### Source records
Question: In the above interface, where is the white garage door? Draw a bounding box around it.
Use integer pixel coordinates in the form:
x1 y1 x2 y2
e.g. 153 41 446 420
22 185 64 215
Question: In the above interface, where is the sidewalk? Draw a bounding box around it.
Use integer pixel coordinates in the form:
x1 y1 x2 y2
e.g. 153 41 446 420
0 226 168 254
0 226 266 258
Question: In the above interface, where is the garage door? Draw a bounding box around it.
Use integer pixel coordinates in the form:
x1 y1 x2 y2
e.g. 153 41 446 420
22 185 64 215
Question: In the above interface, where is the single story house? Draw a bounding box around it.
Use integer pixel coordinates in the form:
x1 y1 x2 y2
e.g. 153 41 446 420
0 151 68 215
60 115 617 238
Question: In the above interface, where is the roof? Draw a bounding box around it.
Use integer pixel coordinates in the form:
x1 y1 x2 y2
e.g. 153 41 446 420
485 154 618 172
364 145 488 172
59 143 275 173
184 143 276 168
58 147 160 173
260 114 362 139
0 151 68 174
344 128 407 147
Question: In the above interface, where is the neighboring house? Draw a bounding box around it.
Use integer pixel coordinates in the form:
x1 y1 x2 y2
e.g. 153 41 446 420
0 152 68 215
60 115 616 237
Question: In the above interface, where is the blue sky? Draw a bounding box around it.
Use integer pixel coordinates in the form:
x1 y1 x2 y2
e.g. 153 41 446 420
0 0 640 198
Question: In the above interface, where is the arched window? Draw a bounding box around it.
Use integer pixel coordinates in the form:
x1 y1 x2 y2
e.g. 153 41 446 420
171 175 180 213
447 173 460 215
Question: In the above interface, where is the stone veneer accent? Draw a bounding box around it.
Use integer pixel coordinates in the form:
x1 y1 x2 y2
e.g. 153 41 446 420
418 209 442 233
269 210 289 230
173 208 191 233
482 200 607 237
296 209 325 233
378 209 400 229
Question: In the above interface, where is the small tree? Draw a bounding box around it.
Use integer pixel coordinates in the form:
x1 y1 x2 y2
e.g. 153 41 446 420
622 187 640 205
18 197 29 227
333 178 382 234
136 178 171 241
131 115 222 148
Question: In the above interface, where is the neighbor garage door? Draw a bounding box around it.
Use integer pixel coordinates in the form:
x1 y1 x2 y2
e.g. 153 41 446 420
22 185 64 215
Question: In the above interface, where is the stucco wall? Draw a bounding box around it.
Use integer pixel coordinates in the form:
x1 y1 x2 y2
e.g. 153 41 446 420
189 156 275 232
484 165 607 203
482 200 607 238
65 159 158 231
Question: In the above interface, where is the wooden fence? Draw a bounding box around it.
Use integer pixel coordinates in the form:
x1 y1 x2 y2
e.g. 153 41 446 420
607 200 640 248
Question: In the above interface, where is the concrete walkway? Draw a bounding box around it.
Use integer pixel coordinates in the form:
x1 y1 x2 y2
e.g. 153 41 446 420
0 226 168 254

### Problem to solve
Can you revise the entries above so that "stucco wall" becomes "plaster wall", leaving everything else unchanged? Begin at the line that has "Question: In the above interface, where is the neighbor garage" and stop after the last line of the entries.

### Response to this exercise
Question: In the above interface, where is the neighbor garage door? Draw a bounding box around it.
Use integer pixel coordinates in the form:
x1 y1 x2 y2
e.g. 153 41 446 420
22 185 64 215
Question: In the above interface, where is the plaster wall? Draw a bounding box around it.
Use integer pixel coordinates in the form:
x1 y1 x2 y2
e.g. 153 41 446 420
189 156 275 232
484 165 607 203
482 200 607 238
65 159 158 231
Question: In the above interface, where is the wooden fence? Draw a bounding box around it.
Use integer pixel coordinates in the form:
x1 y1 x2 y2
e.g. 153 41 446 420
607 200 640 248
Question: In the above interface, where is the concrete walkway? Draw a bounding box around it.
Use integer pixel coordinates in the form:
x1 y1 x2 y2
e.g. 153 41 446 420
0 226 168 254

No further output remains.